— START OF Input rows —
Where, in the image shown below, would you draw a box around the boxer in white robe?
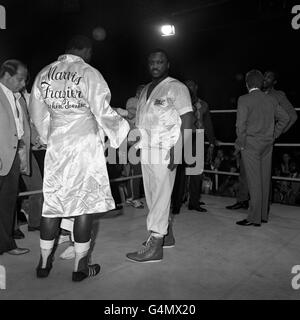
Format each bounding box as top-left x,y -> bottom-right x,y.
29,36 -> 129,281
127,50 -> 193,262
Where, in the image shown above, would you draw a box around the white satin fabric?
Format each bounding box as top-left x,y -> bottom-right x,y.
29,55 -> 129,218
136,77 -> 193,150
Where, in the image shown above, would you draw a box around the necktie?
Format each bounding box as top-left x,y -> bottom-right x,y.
14,95 -> 20,119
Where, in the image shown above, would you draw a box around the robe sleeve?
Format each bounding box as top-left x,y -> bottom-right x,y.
86,69 -> 129,148
28,75 -> 50,144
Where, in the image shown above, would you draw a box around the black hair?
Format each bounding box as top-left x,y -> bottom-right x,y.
66,35 -> 92,51
0,59 -> 27,78
265,69 -> 279,81
246,70 -> 264,89
148,48 -> 170,62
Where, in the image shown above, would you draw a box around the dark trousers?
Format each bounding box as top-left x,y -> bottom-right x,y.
237,157 -> 249,202
242,146 -> 273,224
0,153 -> 20,254
22,153 -> 43,227
171,164 -> 186,214
171,133 -> 202,213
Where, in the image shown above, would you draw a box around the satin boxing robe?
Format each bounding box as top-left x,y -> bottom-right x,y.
29,54 -> 129,218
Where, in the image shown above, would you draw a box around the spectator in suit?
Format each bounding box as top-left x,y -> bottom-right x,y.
264,70 -> 298,133
0,60 -> 30,255
235,70 -> 289,227
226,70 -> 298,210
— END OF Input rows —
## [What is asked]
Please quote every one of the entries above word for word, leaving out the pictures.

## [Correct result]
Where, in the image shown below, would you draw a box around the boxer in white robe?
Format each bounding box as top-left x,y -> bottom-right x,y.
29,36 -> 129,281
127,50 -> 193,262
Where, in the image shown above, would you draw a box around the white satin fabric?
Format each bounding box as top-left x,y -> bottom-right x,y.
29,55 -> 129,218
136,77 -> 193,150
Where, in the image shown above, would you draw a box around the necktie?
Format each bounding box as top-left x,y -> bottom-right x,y.
14,95 -> 20,119
Where, in the image shown above, would you draw a box around the robe sleeve?
Format each bounding box as top-left x,y -> bottom-right x,y.
86,69 -> 129,148
28,75 -> 50,144
Where, in the image shown above, would you draw a box around the black hair?
Format each bounding box as top-left x,y -> bottom-right x,y.
66,35 -> 92,51
0,59 -> 27,78
265,69 -> 279,81
246,70 -> 264,89
148,48 -> 170,62
Where, in the image shown above, would you draw a box around the dark trousers?
Format each bounding box as top-left x,y -> bottom-right x,y.
237,157 -> 249,202
242,146 -> 273,224
0,153 -> 20,254
22,153 -> 43,227
171,164 -> 186,214
171,133 -> 202,213
Where, in the image shown above, would you draw a box around the satin boxing robe?
Format each bounding box as top-left x,y -> bottom-right x,y.
29,54 -> 129,218
Where, in the image shown above, would you draw a box around the spectator in suit?
Format each bounding box as top-left x,y -> bottom-right x,y.
264,70 -> 298,133
0,60 -> 30,255
235,70 -> 289,227
226,70 -> 298,210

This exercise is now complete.